Perto dali, o Elinga Teatro é o local onde tem arte, moda e entretenimento para todas as vontades. No terraço, cheio de bares e cores, as noites de sexta e sábado são animadas por DJs. O prédio, com heranças do século XVIII, guarda, no segundo andar, peças assinadas pelo estilista Muamby Wasaky. Entre trabalhos que alinham cores a padrões, a coleção é aberta à visitação. No bairro de Matumba, o Elinga está no coração de Luanda. No seu entorno, desde o fim da guerra, um enorme estaleiro transforma a configuração física da cidade e a relação dos moradores com a mesma.

No estilo art nouveau, o Cine Teatro Nacional está cravado na baixa luandense e sedia a Associação Cultural Chá de Caxinde. Patrimônio Histórico e Cultural de Angola, o espaço foi inaugurado em 1932 para receber músicos angolanos e estrangeiros. Hoje, é palco para atividades como teatro, dança e, acredite, desfiles carnavalescos.

Na nova Marginal de Luanda, o memorial dr. António Agostinho Neto homenageia o primeiro presidente angolano, com sarcófago, centro cultural e museu.

O sol insiste em brilhar no céu rosado de Luanda. Os dias são sempre de calor, banhos de mar, refrescantes mergulhos, uma ou outra emoção. Este é sonho dos 20 milhões de angolanos e de turistas que buscam o mar.

Na praia de Cabuledo, é possível surfar ou apenas contemplar as belezas de seu entorno. A vista do Rio Kwanza é privilégio da Barra do Kwanza, perto da Ilha de Mussulo, onde dia e noite parecem uma coisa só pelas festas ao estilo sunset. Uma das sete maravilhas naturais de Angola, a pequena ilha contrasta com o restante de Luanda, habitada pela rotina das grandes cidades. Também conhecida como Ilha de Massula, é um dos principais destinos para as férias, seja pela calmaria das praias de areia dourada ou pelos bares badalados, que servem peixes e frutos do mar, além de drinques com frutas tropicais, ao som de DJs. A dez minutos de barco de Luanda, a ilhota oferece ainda atividades ao ar livre, especialmente esportes marítimos, como mergulho e windsurfe.

Ao anoitecer de volta à cidade, uma opção diante do Atlântico são as exibições de filmes na cobertura dos prédios. Destacado no livro “Os transparentes”, do angolano Ondjaki (vencedor do Prêmio José Saramago em 2013), o projeto “Cinema no telhado” é gratuito e apresenta produções de diferentes países, inclusive do Brasil.

Nos fins de semana, a Ilha do Cabo, também chamada de Ilha de Luanda, ganha tons de festas intermináveis. Uma sequência de espaços destinados a shows e gastronomia ocupa a faixa que divide o asfalto da areia. Os mais conhecidos são o Chill Out e o Lokal, onde o semba divide a pista com a música eletrônica, sem hora para acabar. Com vista para o mar, a maioria das casas oferece pratos da cozinha mediterrânea em generosas porções.

> [DESCRIÇÃO DO PROBLEMA]
Redigite o trecho selecionado a partir das palavras “O sol insiste”, parando logo após “buscam o mar.”.

> [LISTAGEM DE DADOS]

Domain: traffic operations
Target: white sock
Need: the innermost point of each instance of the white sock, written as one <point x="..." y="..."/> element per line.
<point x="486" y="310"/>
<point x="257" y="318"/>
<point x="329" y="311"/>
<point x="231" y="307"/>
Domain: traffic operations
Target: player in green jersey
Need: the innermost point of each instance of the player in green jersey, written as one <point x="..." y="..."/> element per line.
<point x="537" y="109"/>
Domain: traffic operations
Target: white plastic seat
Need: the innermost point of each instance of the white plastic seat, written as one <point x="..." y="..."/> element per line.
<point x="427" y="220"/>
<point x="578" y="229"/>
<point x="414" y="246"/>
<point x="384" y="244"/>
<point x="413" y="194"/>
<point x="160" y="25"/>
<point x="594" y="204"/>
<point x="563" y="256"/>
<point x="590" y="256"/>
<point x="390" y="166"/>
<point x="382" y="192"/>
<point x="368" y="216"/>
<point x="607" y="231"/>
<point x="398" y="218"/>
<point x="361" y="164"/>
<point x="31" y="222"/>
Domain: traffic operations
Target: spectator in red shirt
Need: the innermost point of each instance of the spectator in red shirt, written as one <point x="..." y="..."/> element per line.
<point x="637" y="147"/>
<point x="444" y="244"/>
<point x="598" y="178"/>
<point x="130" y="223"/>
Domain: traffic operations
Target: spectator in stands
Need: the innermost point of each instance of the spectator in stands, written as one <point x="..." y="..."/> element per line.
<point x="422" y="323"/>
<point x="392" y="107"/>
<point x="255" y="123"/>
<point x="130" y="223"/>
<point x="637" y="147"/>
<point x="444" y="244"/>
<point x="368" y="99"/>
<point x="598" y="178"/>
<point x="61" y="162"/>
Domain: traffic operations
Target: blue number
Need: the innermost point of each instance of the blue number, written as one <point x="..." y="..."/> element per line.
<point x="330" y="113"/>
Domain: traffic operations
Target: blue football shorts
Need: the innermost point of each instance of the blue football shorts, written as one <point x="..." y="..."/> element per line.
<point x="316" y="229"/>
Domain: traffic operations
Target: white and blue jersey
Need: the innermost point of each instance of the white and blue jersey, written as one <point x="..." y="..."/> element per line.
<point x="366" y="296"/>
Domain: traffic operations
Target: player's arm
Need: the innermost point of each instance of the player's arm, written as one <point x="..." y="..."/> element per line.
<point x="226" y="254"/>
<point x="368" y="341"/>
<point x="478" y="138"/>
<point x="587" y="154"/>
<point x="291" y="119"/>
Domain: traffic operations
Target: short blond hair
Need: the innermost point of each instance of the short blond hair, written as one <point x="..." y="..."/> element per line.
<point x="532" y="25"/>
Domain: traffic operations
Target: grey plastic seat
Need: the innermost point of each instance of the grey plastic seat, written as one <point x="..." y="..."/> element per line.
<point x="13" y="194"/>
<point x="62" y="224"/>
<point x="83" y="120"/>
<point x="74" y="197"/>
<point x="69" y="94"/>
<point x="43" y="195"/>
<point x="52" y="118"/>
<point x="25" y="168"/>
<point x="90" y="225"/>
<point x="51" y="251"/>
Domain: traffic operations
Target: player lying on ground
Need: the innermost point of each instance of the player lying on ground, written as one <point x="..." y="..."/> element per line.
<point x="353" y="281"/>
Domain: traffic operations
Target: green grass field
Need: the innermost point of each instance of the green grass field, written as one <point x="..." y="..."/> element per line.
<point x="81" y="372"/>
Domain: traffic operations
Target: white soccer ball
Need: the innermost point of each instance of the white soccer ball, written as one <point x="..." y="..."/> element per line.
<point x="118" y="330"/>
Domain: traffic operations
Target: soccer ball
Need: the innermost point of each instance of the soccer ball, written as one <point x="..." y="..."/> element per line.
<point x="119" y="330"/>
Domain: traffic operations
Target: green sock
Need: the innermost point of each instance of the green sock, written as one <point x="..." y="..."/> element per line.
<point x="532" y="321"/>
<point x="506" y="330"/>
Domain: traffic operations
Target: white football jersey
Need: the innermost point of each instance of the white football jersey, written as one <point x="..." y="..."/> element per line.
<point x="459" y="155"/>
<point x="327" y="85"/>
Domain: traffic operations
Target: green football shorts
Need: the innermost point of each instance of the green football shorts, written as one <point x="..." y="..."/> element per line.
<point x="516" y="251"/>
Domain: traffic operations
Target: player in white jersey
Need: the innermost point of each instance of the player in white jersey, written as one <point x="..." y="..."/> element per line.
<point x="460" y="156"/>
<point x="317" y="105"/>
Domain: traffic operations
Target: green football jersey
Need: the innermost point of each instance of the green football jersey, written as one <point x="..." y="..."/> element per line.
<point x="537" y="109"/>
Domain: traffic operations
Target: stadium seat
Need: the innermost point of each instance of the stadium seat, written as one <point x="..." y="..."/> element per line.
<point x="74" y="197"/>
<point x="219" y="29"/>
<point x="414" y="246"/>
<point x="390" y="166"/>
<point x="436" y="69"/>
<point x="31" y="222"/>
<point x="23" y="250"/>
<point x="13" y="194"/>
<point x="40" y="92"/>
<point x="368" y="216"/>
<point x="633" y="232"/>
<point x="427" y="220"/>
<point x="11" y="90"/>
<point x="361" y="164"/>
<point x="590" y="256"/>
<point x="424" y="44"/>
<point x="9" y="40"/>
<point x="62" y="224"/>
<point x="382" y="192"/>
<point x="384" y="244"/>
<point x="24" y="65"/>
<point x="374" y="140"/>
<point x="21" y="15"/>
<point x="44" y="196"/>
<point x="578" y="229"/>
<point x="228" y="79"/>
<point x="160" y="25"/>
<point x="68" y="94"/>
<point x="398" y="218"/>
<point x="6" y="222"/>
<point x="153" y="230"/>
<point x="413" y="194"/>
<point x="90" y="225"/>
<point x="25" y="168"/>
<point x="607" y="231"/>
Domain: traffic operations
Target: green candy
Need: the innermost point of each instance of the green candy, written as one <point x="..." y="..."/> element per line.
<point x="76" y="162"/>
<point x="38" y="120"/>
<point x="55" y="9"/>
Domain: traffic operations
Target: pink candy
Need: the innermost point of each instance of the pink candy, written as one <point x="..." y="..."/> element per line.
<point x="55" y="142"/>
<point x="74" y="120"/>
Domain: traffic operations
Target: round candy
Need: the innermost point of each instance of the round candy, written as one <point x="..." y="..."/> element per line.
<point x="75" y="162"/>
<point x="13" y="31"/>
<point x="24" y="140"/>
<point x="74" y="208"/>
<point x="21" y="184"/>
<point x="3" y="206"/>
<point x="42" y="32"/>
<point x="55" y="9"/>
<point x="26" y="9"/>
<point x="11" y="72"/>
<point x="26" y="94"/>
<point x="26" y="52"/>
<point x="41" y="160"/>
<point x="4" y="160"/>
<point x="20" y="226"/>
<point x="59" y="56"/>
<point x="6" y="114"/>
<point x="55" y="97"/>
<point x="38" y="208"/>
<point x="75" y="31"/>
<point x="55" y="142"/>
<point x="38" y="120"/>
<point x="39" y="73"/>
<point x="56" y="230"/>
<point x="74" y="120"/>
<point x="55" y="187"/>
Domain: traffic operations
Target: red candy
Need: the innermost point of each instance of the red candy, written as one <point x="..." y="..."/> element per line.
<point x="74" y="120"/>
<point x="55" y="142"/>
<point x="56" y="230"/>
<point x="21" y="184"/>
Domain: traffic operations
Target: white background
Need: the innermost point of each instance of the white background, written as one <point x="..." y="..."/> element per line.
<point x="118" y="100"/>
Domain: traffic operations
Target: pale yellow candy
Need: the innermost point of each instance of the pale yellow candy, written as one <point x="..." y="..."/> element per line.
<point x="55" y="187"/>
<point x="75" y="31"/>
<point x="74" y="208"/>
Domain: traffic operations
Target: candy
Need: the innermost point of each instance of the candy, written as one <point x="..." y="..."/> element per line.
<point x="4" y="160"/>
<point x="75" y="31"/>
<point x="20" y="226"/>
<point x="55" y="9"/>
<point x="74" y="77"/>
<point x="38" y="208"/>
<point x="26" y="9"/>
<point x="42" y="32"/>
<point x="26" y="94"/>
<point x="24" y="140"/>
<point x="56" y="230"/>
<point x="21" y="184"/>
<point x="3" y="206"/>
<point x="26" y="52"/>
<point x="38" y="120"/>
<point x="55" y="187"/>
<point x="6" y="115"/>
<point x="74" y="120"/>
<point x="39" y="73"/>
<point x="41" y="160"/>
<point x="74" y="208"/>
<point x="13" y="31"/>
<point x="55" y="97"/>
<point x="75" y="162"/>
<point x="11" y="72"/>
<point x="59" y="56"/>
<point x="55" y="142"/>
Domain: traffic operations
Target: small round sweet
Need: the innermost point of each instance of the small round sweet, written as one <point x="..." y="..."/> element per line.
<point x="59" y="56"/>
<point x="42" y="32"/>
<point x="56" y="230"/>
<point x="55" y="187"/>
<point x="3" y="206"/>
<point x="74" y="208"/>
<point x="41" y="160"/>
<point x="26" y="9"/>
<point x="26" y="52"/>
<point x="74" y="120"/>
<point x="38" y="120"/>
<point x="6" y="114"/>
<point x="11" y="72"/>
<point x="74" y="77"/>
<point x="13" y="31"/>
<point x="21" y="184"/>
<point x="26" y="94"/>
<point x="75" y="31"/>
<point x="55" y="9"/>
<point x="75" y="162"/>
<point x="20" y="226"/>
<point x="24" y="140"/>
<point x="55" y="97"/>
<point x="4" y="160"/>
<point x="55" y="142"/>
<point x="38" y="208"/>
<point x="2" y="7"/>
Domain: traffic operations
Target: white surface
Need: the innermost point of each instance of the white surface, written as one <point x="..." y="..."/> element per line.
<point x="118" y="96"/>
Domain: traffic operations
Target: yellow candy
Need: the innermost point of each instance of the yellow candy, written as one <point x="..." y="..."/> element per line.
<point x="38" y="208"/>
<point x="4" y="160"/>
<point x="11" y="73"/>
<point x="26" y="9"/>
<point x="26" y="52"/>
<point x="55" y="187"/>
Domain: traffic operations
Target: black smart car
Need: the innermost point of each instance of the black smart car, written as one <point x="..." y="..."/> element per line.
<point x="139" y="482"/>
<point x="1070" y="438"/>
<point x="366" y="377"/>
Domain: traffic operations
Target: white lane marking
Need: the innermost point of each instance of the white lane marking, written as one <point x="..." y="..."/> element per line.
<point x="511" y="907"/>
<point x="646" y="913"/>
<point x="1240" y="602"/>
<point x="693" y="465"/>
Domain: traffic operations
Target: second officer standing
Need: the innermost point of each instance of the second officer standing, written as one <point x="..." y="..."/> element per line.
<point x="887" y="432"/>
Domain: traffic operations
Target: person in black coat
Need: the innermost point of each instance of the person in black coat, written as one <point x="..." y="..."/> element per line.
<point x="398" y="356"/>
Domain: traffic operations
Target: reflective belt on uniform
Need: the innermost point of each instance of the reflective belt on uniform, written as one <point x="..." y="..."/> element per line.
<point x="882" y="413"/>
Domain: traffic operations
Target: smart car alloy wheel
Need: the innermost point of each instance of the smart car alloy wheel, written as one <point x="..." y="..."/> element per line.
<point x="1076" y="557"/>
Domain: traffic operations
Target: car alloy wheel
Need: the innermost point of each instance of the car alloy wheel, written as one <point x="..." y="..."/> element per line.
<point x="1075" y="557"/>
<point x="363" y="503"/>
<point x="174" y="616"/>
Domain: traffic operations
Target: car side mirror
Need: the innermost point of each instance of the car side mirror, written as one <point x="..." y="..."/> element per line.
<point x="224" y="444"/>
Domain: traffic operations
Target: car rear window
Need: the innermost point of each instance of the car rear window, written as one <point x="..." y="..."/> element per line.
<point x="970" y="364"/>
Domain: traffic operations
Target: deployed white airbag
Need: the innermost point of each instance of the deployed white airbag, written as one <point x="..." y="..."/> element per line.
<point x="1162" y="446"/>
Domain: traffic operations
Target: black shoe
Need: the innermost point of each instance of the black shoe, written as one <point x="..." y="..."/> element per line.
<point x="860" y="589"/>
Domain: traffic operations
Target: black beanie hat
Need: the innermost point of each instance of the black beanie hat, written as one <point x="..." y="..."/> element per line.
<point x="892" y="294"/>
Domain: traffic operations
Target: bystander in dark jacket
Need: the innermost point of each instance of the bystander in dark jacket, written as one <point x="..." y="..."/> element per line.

> [RESPOSTA ABAIXO]
O sol insiste em brilhar no céu rosado de Luanda. Os dias são sempre de calor, banhos de mar, refrescantes mergulhos, uma ou outra emoção. Este é sonho dos 20 milhões de angolanos e de turistas que buscam o mar.